Inhaltlich geht es um Fragen wie „Das Vorspiel – wichtig oder überbewertet?“,
„Selbstbefriedigung: Wie wir es uns am liebsten machen“, „Unsere Sexfantasien –
Wilde Orgien oder romantisch am Strand?“. Isabel und ihr Partner äußern sich
selbst sehr persönlich. Zudem kommen Zuhörer_innen zu Wort, die Text- und
Sprachnachrichten per WhatsApp oder über die Upspeak-App
(https://www.upspeak.de/de/communities/ohbaby) einreichen. Auf
diese Weise wird ein breites Spektrum an intimen Erfahrungen geteilt, seien es
Erinnerungen an die ersten Selbstbefriedigungsversuche oder Details aus den
eigenen Lieblingsmasturbationsfantasien. In der Episode „Sex, der dein Leben für
immer verändert“ berichten Isabel und ihr Freund darüber, wie sie von ihrer
aktuellen Schwangerschaft erfuhren. Ein Zuhörer schildert seinen ersten Sex mit
einem Mann, bei dem ihm plötzlich sein Schwulsein bewusst wurde. Eine Zuhörerin
erzählt von ungeschütztem Sex, in dessen Folge sie aufgrund einer zunächst
unentdeckten Chlamydien-Infektion unfruchtbar wurde.
..........
**DEINE AUFGABE**
Auf welchen Wegen können Zuhörer_innen laut der Quelle ihre Text- und Sprachnachrichten einreichen?

**Datenliste**
..........
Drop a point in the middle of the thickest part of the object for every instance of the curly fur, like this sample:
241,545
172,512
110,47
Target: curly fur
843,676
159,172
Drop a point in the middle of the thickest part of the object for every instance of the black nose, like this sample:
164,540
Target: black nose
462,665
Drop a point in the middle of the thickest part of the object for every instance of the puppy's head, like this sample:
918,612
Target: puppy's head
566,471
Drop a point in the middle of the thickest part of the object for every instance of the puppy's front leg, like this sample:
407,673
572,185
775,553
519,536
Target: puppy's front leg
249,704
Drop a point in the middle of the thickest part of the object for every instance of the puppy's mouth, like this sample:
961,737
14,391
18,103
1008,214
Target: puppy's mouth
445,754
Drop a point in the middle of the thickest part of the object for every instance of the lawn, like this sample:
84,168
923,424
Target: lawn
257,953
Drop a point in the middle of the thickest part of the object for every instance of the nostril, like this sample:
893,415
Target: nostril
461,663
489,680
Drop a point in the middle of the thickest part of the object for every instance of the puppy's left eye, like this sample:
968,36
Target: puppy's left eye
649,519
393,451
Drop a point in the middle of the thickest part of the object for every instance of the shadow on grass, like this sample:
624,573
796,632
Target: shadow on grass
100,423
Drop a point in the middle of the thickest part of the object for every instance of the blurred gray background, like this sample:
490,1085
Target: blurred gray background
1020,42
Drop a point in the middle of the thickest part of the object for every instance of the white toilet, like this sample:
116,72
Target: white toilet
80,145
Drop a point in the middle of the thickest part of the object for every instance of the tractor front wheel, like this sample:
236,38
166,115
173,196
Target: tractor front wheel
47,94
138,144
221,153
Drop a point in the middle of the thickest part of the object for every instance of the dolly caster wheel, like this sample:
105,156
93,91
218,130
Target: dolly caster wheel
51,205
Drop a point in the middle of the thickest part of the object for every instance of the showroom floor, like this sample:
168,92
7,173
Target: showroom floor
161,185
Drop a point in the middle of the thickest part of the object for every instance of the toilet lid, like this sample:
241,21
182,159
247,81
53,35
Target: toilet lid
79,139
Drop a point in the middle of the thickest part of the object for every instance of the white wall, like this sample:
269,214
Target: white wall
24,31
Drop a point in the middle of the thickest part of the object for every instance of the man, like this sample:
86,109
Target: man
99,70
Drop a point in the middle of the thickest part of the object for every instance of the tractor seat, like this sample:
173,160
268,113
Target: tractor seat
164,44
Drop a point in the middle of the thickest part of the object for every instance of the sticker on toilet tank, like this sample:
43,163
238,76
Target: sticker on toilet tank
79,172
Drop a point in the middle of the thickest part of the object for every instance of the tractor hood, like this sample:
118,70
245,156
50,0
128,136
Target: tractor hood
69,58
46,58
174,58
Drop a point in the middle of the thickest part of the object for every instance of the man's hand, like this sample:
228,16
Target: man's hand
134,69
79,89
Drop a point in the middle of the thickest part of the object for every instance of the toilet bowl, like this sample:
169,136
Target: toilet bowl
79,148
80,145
..........
**ANTWORT UNTEN**
Per WhatsApp oder über die Upspeak-App.